Stated goal 1:
Please rewrite the paragraph in the forum thread that begins "I own a WA 250-1" as a short list, keeping its main facts.

++++

# Komatsu wa250



## Ne1 (Jan 15, 2007)

Does anyone run Komatsu loaders? Looking for feedback/ advice. I would also consider a John Deere 544k series as there's good dealer support for both units in my area.


----------



## 512high (Jan 18, 2010)

you gave up on the 244j?


----------



## Ne1 (Jan 15, 2007)

No, I'm still looking for a 244j. Can't seem to find that one that is remotely close to me under $70 grand. I've been renting a larger loader for the past few winters and decided this may be the time to buy a used one.


----------



## 512high (Jan 18, 2010)

trust me I understand! Keep asking questions, I'm sure others know a lot etc. This is the time of year to buy....August slipping away fast


----------



## Ne1 (Jan 15, 2007)

512high;1821363 said:


> trust me I understand! Keep asking questions, I'm sure others know a lot etc. This is the time of year to buy....August slipping away fast


Exactly, need to secure equipment now. Not sure about your area but used equipment around here is tough to find right now.


----------



## SHAWZER (Feb 29, 2012)

I own a WA 250-1 Komatsu loader with a cummins engine and really like it . Not all the fancy electronics like the newer ones but easier to fix if needed. 4 speed transmission is fast and can plow in 3rd with 12 foot box.


----------



## mercer_me (Sep 13, 2008)

I ran a 2008 WA 250 Komatsu screening gravel and it was a nice machine. I've never ran a John Deere K series so, I can't compare the two. You can't beat a CAT loader IMO.


----------



## Ne1 (Jan 15, 2007)

mercer_me;1822768 said:


> I ran a 2008 WA 250 Komatsu screening gravel and it was a nice machine. I've never ran a John Deere K series so, I can't compare the two. You can't beat a CAT loader IMO.


I agree about the Cat but there pricey.


----------



## SHAWZER (Feb 29, 2012)

Just curious , Did you buy a Komatsu or John Deere ?


----------

++++

Stated goal 2:
Count the lines of the entries below that contain the string "light", treating case as significant, and give only the number.

Stored data
++++

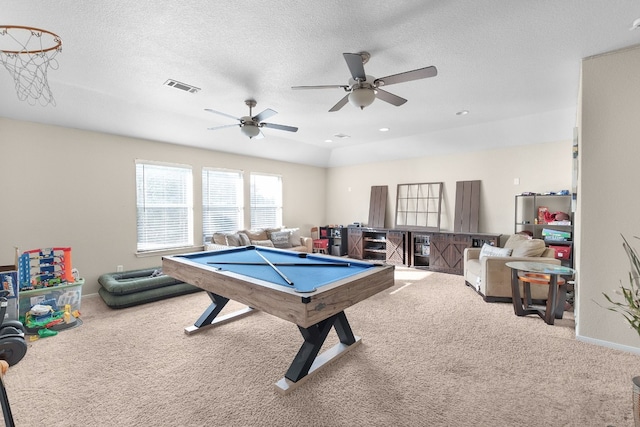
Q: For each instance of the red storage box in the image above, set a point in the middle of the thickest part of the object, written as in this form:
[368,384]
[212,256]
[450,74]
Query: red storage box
[562,252]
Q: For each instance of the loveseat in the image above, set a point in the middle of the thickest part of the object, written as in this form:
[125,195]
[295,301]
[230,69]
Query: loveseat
[485,268]
[281,238]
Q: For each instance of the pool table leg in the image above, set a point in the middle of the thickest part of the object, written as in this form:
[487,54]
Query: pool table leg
[209,317]
[314,337]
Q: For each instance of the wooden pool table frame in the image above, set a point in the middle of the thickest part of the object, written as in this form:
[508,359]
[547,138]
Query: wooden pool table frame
[315,313]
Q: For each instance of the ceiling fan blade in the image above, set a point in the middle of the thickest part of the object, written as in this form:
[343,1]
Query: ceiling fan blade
[225,126]
[222,114]
[264,115]
[340,104]
[389,97]
[280,127]
[321,87]
[407,76]
[354,62]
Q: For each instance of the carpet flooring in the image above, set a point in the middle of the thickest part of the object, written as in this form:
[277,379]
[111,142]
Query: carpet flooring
[433,354]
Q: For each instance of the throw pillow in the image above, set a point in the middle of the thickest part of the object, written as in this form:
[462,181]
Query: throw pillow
[256,234]
[280,239]
[244,239]
[529,248]
[488,250]
[233,239]
[514,240]
[219,239]
[267,243]
[294,236]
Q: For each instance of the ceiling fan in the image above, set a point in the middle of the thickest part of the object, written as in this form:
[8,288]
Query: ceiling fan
[364,89]
[250,125]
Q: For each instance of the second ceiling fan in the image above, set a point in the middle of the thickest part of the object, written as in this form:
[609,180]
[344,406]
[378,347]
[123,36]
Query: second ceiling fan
[364,89]
[250,125]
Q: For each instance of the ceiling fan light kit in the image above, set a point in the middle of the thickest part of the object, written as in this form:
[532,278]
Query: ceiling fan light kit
[250,130]
[362,97]
[364,89]
[250,125]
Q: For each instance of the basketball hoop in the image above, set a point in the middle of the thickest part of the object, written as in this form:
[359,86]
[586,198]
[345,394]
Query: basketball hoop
[28,53]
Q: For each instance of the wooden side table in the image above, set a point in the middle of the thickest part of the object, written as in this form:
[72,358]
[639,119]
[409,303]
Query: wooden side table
[541,274]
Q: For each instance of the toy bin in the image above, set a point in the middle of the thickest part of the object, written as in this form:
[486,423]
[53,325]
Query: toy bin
[9,282]
[56,296]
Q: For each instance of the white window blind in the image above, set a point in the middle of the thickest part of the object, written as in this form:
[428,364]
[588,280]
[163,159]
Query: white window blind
[266,201]
[164,206]
[222,201]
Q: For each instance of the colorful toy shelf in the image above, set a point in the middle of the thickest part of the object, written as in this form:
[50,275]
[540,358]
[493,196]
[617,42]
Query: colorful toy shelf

++++

Task solution 1:
- Owns a Komatsu WA 250-1 loader with a Cummins engine and really likes it.
- It lacks the fancy electronics of newer models but is easier to fix if needed.
- Its 4-speed transmission is fast, and it can plow in 3rd gear with a 12-foot box.

Task solution 2:
2